I’ve been following the progress of .NET Core with a lot of interest, and trying to make the Noda Time master branch keep up with it. The aim is that when Noda Time 2.0 eventually ships (apologies for the delays…) it will be compatible with .NET Core from the start. (I’d expected to be able to support netstandard1.0, but that appears to have too much missing from it. It looks like netstandard1.3 will be the actual target.)

I’ve been particularly looking forward to being able to run the Noda Time benchmarks (now using BenchmarkDotNet) to compare .NET Core on Linux with the same code on Windows. In order to make that a fair comparison, I now have two Intel NUCs, both sporting an i5-5250U and 8GB of memory.

As it happens, I haven’t got as far as running the benchmarks under .NET Core – but I am now able to run all the unit tests on both Linux and Windows, using both the net451 TFM and netcoreapp1.0.

When I did that recently, I was pretty shocked to see that (depending on which tests I ran) the tests were 6-10 times slower on Linux than on Windows, using netcoreapp1.0 in both cases. This post is a brief log of what I did to track down the problem.

Step 1: Check that there’s really a problem

Thought: Is this actually just a matter of not running the tests in a release configuration, or something similar?

Verification: I ran the tests several times, specifying -c Release on the command line to use the release build of both NodaTime.Test.dll and NodaTime.dll. Running under a debugger definitely wasn’t an issue, as this was all just done from the shell.

* [Input data]:

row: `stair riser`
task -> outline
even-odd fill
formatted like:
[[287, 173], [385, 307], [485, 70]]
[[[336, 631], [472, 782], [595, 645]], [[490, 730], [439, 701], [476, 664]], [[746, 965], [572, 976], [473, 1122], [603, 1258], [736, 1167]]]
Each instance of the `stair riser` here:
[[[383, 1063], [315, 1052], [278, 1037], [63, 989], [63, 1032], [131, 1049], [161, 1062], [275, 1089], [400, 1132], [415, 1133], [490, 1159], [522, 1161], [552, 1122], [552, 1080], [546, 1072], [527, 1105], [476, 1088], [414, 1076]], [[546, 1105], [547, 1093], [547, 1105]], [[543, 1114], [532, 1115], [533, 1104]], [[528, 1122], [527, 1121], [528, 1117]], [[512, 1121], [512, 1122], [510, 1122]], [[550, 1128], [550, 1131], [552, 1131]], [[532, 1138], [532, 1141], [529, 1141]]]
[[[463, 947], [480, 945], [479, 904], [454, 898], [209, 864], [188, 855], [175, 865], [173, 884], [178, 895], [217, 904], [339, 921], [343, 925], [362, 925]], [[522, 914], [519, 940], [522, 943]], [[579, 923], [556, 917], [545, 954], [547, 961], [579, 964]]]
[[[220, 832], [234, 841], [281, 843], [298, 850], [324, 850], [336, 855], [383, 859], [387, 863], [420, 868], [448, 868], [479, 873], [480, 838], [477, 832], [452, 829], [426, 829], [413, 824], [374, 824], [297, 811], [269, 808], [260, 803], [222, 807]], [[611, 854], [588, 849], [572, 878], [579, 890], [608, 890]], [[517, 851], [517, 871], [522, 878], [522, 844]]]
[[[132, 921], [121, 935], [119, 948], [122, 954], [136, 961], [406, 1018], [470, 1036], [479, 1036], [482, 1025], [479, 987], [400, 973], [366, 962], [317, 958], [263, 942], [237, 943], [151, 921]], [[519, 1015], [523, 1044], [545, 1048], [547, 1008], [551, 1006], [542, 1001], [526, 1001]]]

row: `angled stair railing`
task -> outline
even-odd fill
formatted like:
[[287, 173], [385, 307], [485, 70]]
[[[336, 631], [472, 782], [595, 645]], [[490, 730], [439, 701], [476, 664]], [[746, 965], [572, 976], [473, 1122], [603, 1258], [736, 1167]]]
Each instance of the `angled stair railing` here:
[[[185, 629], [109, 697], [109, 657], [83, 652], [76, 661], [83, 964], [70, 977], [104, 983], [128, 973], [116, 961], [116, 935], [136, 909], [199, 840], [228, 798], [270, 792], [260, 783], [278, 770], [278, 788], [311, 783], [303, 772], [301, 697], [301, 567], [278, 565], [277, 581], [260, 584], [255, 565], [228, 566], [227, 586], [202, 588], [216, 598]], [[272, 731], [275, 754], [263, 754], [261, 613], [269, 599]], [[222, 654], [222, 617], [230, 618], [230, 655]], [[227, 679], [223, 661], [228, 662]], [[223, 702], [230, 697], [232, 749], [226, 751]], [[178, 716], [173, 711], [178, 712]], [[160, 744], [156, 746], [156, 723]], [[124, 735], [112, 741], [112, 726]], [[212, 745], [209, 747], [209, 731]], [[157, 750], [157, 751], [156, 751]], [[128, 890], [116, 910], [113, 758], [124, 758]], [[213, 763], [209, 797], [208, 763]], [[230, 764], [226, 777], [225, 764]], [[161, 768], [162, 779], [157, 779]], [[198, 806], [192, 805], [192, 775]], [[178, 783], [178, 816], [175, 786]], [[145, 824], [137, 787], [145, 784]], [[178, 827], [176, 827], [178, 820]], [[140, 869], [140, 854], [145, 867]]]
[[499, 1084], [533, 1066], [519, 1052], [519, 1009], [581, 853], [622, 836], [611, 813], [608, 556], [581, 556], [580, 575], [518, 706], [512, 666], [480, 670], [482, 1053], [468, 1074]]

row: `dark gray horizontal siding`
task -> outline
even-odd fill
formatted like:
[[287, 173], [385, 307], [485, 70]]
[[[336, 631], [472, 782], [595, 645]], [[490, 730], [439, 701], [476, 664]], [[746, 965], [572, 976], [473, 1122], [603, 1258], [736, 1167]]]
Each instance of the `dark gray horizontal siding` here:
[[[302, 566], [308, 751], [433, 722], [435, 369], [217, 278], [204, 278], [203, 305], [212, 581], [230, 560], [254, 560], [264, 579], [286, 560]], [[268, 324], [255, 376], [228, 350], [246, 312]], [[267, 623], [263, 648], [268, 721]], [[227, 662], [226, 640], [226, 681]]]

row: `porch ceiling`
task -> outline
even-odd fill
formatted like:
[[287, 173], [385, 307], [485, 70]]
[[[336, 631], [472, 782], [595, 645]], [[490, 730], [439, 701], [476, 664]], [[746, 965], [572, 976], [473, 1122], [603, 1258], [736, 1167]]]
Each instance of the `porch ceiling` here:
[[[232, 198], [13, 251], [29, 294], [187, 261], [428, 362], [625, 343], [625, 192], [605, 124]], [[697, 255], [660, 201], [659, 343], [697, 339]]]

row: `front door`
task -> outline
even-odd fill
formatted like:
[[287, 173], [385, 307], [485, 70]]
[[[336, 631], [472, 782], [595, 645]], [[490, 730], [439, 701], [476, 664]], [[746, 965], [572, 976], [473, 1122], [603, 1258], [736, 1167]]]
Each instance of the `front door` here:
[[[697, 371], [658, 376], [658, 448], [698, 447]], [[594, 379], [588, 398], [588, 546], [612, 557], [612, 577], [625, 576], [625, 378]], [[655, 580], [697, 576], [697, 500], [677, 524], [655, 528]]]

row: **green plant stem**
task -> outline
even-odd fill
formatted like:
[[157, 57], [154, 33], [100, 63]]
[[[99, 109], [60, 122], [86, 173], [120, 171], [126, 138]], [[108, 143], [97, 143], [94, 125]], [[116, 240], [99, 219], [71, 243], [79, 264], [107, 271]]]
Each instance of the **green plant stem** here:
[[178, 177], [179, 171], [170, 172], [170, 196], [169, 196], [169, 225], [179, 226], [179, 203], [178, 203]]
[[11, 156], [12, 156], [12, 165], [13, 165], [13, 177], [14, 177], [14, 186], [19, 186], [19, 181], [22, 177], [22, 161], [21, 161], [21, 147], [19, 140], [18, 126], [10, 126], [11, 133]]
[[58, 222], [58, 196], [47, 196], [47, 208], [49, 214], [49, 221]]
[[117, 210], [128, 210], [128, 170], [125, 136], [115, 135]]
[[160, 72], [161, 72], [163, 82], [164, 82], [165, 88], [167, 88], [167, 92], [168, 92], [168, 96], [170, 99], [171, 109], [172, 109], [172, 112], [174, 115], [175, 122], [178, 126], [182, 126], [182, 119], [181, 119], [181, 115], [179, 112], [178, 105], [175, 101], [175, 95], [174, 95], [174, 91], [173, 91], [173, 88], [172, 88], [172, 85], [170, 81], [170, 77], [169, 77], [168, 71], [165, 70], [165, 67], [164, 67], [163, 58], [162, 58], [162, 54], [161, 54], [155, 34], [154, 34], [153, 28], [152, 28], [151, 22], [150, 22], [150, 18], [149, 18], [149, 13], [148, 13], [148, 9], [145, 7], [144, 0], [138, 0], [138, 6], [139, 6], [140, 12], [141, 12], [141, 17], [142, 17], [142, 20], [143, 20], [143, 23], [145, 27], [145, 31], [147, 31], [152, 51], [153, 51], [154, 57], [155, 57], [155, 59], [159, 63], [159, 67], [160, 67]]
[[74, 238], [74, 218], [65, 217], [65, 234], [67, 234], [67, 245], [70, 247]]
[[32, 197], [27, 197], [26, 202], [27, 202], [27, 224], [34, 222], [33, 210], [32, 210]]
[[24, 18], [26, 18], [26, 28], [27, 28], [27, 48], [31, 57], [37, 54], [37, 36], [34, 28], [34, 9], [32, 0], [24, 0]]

* [Task prompt]: Continue the blog post about tracking down why the Noda Time unit tests ran slower on Linux than on Windows, starting right after its final sentence.

* [Answer to this task]:
Additionally, I ran the tests in two ways – firstly, running the whole test suite, and secondly running with --where=cat!=Slow to avoid the few tests I’ve got which are known to be really pretty slow. They’re typically tests which compare the answers the BCL gives with the answers Noda Time gives, across the whole of history for a particular calendar system or time zone. I’m pleased to report that the bottleneck in these tests is almost always the BCL, but that doesn’t help to speed them up. If only the “slow” tests had been much slower on Linux, that might have pointed to the problems being in BCL calendar or time zone code.

The ratios vary, but there was enough of a problem under both circumstances for it to be worth looking further.

Step 2: Find a problematic test

I didn’t have very strong expectations one way or another about whether this would come down to some general problem in the JIT on Linux, or whether there might be one piece of code causing problems in some tests but not others. Knowing that there are significant differences in handling of some culture and time zone code between the Linux and Windows implementations, I wanted to find a test which used the BCL as little as possible – but which was also slow enough for the differences in timing to be pronounced and not easily explicable by the problems of measuring small amounts of time.

Fortunately, NUnit produces a TestResult.xml file which is easy to parse with LINQ to XML, so I could easily transform the results from Windows and Linux into a list of tests, ordered by duration (descending), and spot the right kind of test.

I found my answer in UmAlQuraYearMonthDayCalculatorTest.GetYearMonthDay_DaysSinceEpoch, which effectively tests the Um Al Qura calendar for self consistency, by iterating over every day in the supported time period and checking that we can convert from “days since Unix epoch” to an expected “year, month day”. In particular, this test doesn’t rely on the Windows implementation of the calendar, nor does it use any time zones, cultures or anything similar. It’s nicely self-contained.

This test took 2051ms on Linux and 295ms on Windows. It’s possible that those figures were from a debug build, but I repeated the tests using a release build and confirmed that the difference was still similar.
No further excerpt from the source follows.